Extract the lines below, starting with the first line and going on through the line that contains "716), (706, 685)]]", and reproduce them verbatim, omitting the pictures.

-- START --

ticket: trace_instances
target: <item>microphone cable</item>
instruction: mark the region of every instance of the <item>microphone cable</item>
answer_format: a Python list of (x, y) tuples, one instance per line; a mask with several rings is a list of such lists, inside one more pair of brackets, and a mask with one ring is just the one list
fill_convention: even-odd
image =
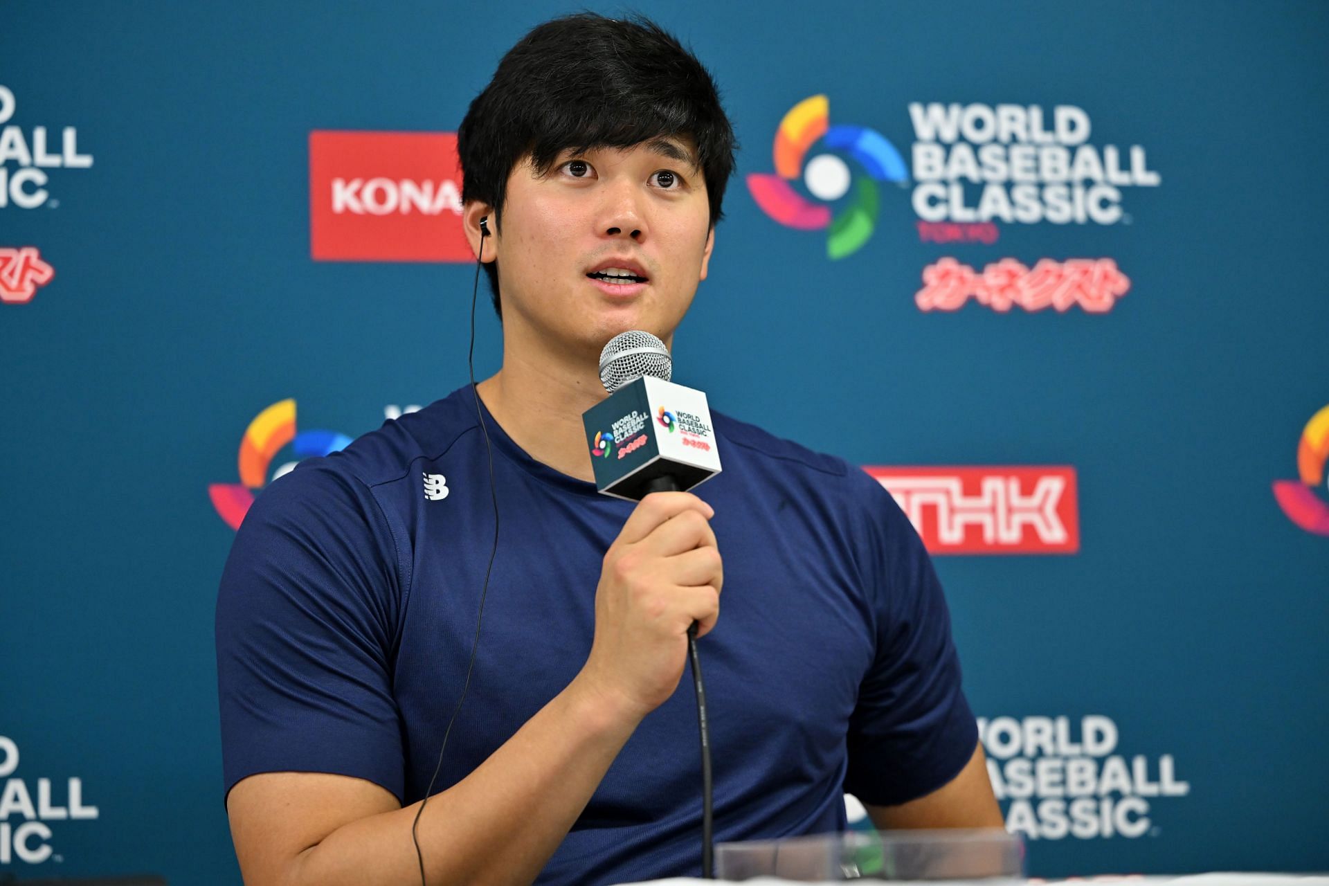
[[(647, 486), (651, 493), (678, 491), (678, 481), (668, 474), (657, 477)], [(702, 683), (702, 659), (696, 654), (696, 622), (687, 628), (687, 660), (692, 667), (692, 691), (696, 693), (696, 729), (702, 740), (702, 879), (715, 879), (714, 785), (711, 777), (711, 724), (706, 716), (706, 685)]]
[(424, 805), (429, 802), (429, 794), (433, 792), (433, 784), (439, 780), (439, 772), (443, 770), (443, 752), (448, 749), (448, 736), (452, 735), (452, 724), (456, 723), (457, 715), (461, 712), (461, 703), (466, 700), (466, 689), (470, 688), (470, 671), (476, 665), (476, 650), (480, 647), (480, 624), (485, 618), (485, 595), (489, 594), (489, 575), (494, 569), (494, 557), (498, 554), (498, 490), (494, 485), (494, 450), (493, 445), (489, 442), (489, 428), (485, 426), (485, 416), (480, 409), (480, 389), (476, 388), (476, 294), (480, 291), (480, 267), (482, 264), (481, 256), (485, 251), (485, 238), (489, 236), (489, 217), (485, 215), (480, 219), (480, 250), (476, 255), (476, 282), (470, 288), (470, 347), (466, 351), (466, 368), (470, 373), (470, 393), (476, 399), (476, 420), (480, 422), (480, 430), (485, 436), (485, 453), (489, 456), (489, 498), (493, 502), (494, 509), (494, 545), (489, 551), (489, 566), (485, 569), (485, 583), (480, 590), (480, 612), (476, 615), (476, 638), (470, 642), (470, 660), (466, 663), (466, 679), (461, 684), (461, 697), (457, 699), (457, 707), (452, 709), (452, 717), (448, 719), (448, 728), (443, 732), (443, 747), (439, 748), (439, 762), (435, 764), (433, 776), (429, 778), (429, 786), (424, 789), (424, 800), (420, 801), (420, 809), (416, 810), (415, 821), (411, 822), (411, 842), (416, 847), (416, 861), (420, 862), (420, 886), (428, 886), (424, 878), (424, 853), (420, 851), (420, 837), (417, 829), (420, 828), (420, 816), (424, 814)]
[(702, 735), (702, 878), (715, 879), (711, 870), (715, 853), (714, 810), (711, 801), (711, 727), (706, 720), (706, 687), (702, 685), (702, 659), (696, 655), (696, 622), (687, 628), (687, 658), (692, 665), (692, 689), (696, 692), (696, 725)]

-- END --

Reply to the task:
ticket: trace_instances
target: <item>microphone cable</item>
instruction: mark the region of every instance of the <item>microphone cable</item>
answer_format: a Python list of (x, y) tuples, one instance per line; a mask with several rings is a list of such lists, inside one more pair of brackets, and a mask with one ring is just the one list
fill_convention: even-odd
image =
[[(647, 486), (651, 493), (678, 491), (678, 481), (668, 474), (657, 477)], [(702, 683), (702, 659), (696, 654), (696, 622), (687, 628), (687, 660), (692, 667), (692, 691), (696, 693), (696, 729), (702, 740), (702, 879), (715, 879), (714, 785), (711, 777), (711, 724), (706, 716), (706, 685)]]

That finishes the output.